* **Exercise text**:
□ □ □ □ □
# ICK!!



## dking6 (Sep 2, 2004)

How do you treat fish with ick. My fish kept dying and I could not figure out what the hell was wrong. After doing some research I found that my fish have ick. I don't know what it is or how to treat it. It looks as though my fish are covered with salt. Both my tanks have it now and I have already lost 6 caribe. Any help would be greatly appreciated. Thanks, Derek


----------



## fiveo93 (Jan 19, 2004)

1 teaspoon of salt per gallon and slowly elevate temp to 84-86, next day do 1 teaspoon per gallon again, and 3rd day 1 teaspoon per gallon once again, then let it go for 10-14 days before water changes


----------



## delta (Jul 23, 2004)

fiveo93 said:


> 1 teaspoon of salt per gallon and slowly elevate temp to 84-86, next day do 1 teaspoon per gallon again, and 3rd day 1 teaspoon per gallon once again, then let it go for 10-14 days before water changes


 good post 5.0 
id also check out the thread mr freez wrote on ich its extremely helpfull


----------



## MR.FREEZ (Jan 26, 2004)

*here you go hoss* its about 1/3 the way down

would be nice for someone to make it a pinned topic here in the disease section


----------



## dking6 (Sep 2, 2004)

thanks all of yall. helped a bunch. all my fish already died. so i did a water change, added some salt, raised the temp, and put in some copper safe. should solve the problem.


----------



## DonH (Jan 25, 2003)

mr.freez said:


> would be nice for someone to make it a pinned topic here in the disease section :laugh:


 We will make it a part of our FAQ section.


----------



## MR.FREEZ (Jan 26, 2004)

DonH said:


> mr.freez said:
> 
> 
> > would be nice for someone to make it a pinned topic here in the disease section :laugh:
> ...










right on big D, my comment was geared toward givin Xenon a hard time

with gettin that faq section together with all those facts from that cariba give away

but i realize that its a ton of work to put together and think it a great ideal









ya'll doin a great job with this place


----------



## rbp 4 135 (Mar 2, 2004)

they sell a ich treatment at your lfs pick some up and it will tell you how to use it, by the way ich is easy to cure


----------



## illnino (Mar 6, 2004)

thats too much salt, just add a tbs for every 5g, bump temp to 82, it should be gone in a matter of days


----------
□ □ □ □ □
* **Assignment 1**: In the forum thread about ick, how many caribe does Derek say he has already lost?
* **Assignment 2**: Return the part of the forum thread about ick starting with "thanks all of" and going on through "(Jan 25, 2003)", copied word for word.
□ □ □ □ □
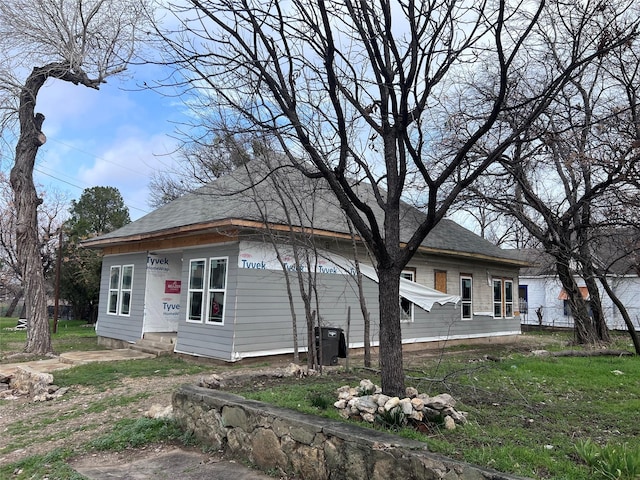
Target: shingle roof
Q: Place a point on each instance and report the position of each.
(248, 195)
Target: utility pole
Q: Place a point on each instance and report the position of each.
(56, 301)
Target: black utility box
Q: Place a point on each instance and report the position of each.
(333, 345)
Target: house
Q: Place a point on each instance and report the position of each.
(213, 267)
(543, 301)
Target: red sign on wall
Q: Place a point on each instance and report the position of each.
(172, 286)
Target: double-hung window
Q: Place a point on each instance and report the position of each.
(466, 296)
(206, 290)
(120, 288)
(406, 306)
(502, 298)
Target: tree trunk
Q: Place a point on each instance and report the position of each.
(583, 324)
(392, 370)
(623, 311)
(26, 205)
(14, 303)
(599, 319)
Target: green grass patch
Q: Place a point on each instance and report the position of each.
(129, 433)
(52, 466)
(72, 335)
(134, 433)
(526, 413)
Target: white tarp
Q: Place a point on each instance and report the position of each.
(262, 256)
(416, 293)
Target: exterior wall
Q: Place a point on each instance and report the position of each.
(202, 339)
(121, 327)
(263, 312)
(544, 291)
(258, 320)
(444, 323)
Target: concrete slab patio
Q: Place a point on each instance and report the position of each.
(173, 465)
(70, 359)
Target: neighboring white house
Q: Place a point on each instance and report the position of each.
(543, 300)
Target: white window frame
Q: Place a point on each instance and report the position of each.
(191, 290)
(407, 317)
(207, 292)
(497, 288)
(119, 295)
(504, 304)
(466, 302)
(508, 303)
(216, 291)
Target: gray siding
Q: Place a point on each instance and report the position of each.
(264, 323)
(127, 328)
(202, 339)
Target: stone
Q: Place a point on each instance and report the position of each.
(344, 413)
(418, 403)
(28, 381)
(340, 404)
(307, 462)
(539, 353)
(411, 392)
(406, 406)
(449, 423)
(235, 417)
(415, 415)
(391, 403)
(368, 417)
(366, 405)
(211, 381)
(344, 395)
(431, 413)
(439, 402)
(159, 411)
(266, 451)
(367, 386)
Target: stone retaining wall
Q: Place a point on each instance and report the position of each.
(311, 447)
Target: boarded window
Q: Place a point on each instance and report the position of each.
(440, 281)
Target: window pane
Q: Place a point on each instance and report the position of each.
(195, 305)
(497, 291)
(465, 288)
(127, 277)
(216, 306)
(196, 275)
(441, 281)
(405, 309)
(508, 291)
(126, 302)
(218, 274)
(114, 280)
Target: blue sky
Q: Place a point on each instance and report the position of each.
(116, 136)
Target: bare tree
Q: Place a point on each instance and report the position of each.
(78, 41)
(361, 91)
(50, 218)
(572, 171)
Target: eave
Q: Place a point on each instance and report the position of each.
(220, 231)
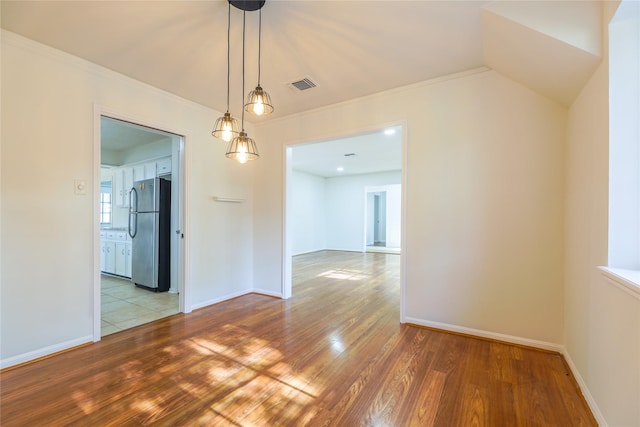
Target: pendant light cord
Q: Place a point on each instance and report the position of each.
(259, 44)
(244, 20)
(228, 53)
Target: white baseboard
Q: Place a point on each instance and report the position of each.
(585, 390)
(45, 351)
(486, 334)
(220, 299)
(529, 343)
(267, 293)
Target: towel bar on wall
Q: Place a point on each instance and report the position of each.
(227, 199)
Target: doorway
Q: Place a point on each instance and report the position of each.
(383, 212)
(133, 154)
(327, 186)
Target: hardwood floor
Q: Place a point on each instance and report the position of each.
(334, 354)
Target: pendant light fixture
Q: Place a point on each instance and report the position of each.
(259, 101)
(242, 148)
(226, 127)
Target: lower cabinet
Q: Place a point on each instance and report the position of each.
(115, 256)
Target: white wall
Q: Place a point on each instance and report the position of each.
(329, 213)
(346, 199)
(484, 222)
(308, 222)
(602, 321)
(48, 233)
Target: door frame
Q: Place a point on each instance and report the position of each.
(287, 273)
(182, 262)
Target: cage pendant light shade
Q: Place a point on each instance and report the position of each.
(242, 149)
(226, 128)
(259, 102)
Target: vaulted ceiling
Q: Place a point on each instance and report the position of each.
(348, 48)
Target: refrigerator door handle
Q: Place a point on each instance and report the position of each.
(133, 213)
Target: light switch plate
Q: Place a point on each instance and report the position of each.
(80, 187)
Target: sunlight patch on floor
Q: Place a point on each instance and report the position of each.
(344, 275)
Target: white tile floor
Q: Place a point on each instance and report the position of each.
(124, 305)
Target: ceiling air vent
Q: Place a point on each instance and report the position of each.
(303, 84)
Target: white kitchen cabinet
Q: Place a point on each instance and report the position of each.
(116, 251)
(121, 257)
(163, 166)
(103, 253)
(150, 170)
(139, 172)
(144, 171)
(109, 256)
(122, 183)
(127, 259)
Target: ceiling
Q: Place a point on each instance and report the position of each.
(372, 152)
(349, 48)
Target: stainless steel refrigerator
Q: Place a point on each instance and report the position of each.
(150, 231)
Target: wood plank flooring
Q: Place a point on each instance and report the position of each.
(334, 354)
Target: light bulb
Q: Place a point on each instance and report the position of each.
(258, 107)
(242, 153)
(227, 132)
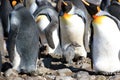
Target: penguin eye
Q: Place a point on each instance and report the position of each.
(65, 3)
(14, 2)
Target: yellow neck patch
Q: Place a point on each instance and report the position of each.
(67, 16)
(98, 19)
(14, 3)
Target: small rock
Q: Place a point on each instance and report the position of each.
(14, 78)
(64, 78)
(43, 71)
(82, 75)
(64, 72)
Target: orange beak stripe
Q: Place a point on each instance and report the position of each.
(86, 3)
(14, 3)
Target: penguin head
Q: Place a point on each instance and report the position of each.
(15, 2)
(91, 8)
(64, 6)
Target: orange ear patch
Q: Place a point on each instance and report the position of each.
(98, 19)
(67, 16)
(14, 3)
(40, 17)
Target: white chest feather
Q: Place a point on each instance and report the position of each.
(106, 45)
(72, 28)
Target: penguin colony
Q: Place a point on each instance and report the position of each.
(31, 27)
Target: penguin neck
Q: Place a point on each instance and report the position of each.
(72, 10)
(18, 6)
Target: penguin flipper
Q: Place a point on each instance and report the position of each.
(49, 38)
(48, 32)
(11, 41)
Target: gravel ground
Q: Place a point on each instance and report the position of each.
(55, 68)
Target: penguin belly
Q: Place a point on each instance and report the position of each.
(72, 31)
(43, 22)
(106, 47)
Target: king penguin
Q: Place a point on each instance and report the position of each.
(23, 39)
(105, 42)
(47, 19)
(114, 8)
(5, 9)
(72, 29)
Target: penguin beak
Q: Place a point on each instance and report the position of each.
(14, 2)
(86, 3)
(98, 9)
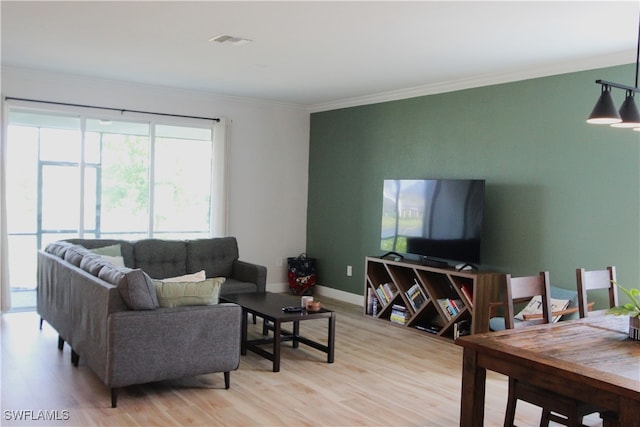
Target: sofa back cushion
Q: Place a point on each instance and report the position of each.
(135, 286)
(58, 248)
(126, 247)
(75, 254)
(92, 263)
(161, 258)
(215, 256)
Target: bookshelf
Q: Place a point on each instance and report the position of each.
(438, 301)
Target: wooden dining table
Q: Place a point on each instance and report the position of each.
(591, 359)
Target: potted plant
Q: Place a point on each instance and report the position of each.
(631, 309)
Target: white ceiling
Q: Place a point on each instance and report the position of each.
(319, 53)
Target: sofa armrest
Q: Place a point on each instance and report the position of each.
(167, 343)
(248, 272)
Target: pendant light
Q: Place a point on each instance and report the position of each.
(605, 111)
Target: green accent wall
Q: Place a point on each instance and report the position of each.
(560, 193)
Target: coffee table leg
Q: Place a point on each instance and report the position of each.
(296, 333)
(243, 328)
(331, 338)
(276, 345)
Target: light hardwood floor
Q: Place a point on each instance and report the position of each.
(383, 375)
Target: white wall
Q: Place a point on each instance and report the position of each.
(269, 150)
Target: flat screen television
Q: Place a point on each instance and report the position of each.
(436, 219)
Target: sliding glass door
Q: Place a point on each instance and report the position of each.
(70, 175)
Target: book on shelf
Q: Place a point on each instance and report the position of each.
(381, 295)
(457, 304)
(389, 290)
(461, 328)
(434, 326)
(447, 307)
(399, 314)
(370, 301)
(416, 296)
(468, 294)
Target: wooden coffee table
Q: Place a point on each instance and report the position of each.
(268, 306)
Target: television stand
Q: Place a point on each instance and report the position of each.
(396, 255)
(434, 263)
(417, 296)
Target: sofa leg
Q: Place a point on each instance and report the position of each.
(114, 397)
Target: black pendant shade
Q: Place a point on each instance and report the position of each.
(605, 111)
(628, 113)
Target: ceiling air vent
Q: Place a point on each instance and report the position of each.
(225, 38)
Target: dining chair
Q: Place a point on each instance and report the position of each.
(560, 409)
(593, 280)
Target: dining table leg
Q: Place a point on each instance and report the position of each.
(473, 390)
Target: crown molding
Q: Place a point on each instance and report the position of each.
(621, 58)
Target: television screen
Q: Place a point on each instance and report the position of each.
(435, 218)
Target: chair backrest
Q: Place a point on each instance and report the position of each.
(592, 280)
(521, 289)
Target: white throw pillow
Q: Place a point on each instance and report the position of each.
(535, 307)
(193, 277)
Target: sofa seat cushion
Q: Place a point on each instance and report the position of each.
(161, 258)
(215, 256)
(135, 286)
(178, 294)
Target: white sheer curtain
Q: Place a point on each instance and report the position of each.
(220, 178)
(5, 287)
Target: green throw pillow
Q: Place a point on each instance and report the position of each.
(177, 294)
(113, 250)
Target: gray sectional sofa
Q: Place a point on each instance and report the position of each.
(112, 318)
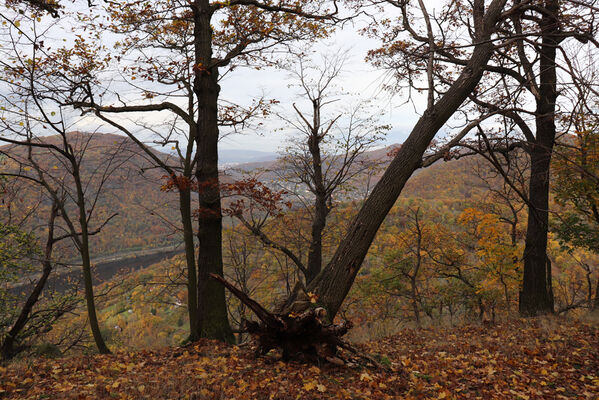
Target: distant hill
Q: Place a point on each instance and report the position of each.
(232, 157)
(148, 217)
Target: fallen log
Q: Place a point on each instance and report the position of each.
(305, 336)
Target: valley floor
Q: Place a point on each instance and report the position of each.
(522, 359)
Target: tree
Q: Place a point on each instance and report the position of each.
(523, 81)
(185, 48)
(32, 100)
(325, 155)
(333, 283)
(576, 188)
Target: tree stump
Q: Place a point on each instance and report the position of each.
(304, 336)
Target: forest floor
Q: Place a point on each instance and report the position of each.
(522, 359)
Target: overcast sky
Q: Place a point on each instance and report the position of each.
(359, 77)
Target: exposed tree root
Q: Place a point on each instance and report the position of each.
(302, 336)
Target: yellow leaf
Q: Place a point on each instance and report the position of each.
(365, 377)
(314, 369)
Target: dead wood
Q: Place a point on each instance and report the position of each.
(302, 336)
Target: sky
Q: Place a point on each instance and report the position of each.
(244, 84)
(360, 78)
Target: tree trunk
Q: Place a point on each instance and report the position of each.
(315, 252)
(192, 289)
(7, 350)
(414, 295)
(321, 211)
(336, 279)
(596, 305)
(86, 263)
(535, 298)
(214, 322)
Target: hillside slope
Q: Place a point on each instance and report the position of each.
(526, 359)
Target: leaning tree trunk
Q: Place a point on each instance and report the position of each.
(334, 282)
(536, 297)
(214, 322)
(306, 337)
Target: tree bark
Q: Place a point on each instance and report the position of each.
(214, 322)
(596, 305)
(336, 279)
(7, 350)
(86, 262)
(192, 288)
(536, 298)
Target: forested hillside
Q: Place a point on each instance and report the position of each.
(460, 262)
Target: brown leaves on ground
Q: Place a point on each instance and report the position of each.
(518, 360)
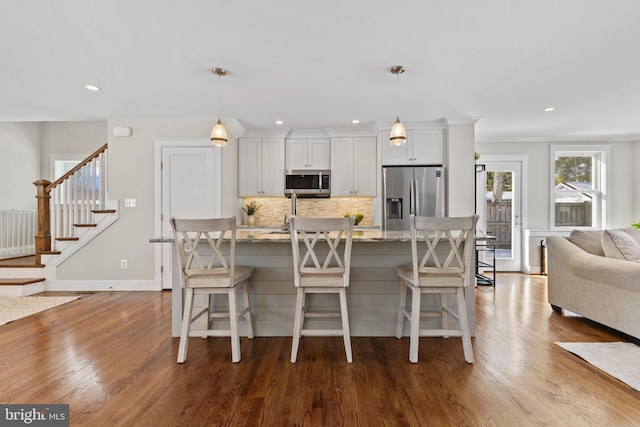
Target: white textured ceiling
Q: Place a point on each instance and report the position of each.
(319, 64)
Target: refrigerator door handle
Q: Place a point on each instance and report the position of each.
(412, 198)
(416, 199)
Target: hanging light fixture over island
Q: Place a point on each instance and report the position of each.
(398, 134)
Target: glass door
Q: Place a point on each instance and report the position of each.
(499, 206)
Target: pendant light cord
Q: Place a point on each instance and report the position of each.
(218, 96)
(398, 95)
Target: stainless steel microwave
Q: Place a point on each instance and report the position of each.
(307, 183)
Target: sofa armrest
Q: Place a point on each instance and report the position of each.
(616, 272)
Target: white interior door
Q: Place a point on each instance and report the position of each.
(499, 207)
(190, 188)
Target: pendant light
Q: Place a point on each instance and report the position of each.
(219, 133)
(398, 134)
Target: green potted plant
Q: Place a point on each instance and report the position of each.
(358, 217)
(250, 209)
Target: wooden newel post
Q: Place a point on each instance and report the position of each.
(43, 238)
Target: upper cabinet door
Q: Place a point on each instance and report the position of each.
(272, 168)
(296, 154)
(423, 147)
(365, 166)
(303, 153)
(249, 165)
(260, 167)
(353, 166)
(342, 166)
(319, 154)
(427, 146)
□ □ □ □ □
* **Written solution 1**: Six.

* **Written solution 2**:
thanks all of yall. helped a bunch. all my fish already died. so i did a water change, added some salt, raised the temp, and put in some copper safe. should solve the problem.


----------



## DonH (Jan 25, 2003)